In the forum thread, which countries are Nickrosis's marketing class group mates from?

### Extracted text
------------------------

I just remember when tree work was a honerable trade. Along with ALL the trades . painting, roofing , plastering, well anyway I should shut up.Some of you know what I mean.


----------



## Nickrosis (Sep 25, 2002)

Don't talk about women's underwear, Stumper!

Every night, I've set a goal to study Spanish, French, and German. As much as I'd like to learn more Polish to communicate with the beautiful ladies of that fine country.... They speak English well enough already, especially Jola and Basia.  

Sonny, it's an international world, and the more we prepare for it, the better off we will be.


----------



## Nickrosis (Nov 16, 2004)

And now I'm struggling to get Spanish everyday! But I'm picking up some Korean now. 

I love my multicultural world.


----------



## Stumper (Nov 16, 2004)

Kimchi!


----------



## Nickrosis (Nov 16, 2004)

I learned the word for "asterisk" in Korean and Spanish today. My group mates are from Venezuela and South Korea for my marketing class.

It's a riot! They're so much fun to be around. And loaded with cash, too....


----------



## techdave (Nov 16, 2004)

*Espanol--claro que si*

Ola Nickrosis. Si, yo hablo Espanol pero es estilo, "Chicano" , y no es perfecta. Pero quisas mas importante, soy bi-cultural. Mis Abuelitos son Californio y Chihuahuense. (My" Anglo"grandparents were Scots-Irish, and German-English. ) 

Dave Hernandez
Jamul Ca (San Diego)

Es agradable ser importante 
pero
Es mas importante ser agradable


----------



## MasterBlaster (Nov 16, 2004)

2 tea in s ahh fu-mar? No tango!


----------



## Stumper (Nov 16, 2004)

Butch , What's this "No Tango" stuff-you said you were a good dancer!


----------

------------------------

Excerpts from point annotation data

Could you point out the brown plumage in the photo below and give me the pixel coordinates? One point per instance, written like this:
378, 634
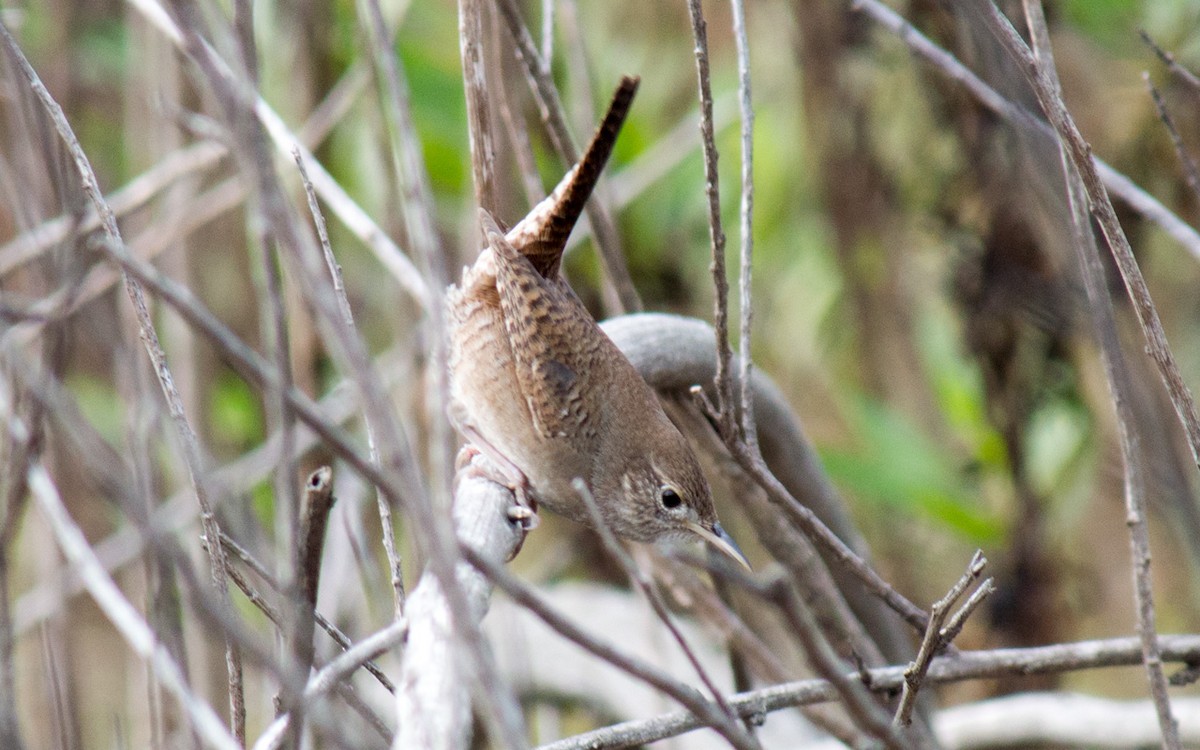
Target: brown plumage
546, 395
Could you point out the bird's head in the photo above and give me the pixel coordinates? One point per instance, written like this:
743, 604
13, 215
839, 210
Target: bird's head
664, 497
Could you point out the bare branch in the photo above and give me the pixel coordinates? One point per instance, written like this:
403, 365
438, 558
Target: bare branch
192, 453
961, 666
343, 304
717, 234
948, 65
120, 612
1077, 156
1189, 167
745, 401
730, 730
936, 637
553, 115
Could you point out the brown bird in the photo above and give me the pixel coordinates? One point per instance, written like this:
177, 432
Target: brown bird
544, 394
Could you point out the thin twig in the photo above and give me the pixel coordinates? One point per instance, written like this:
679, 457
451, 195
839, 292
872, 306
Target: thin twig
689, 697
318, 501
553, 117
1183, 73
1191, 173
815, 529
948, 65
301, 588
963, 666
121, 613
419, 211
339, 637
479, 124
717, 234
192, 453
745, 106
862, 707
395, 565
333, 673
1077, 160
936, 637
645, 587
339, 201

------------------------

### Written solution
Venezuela and South Korea.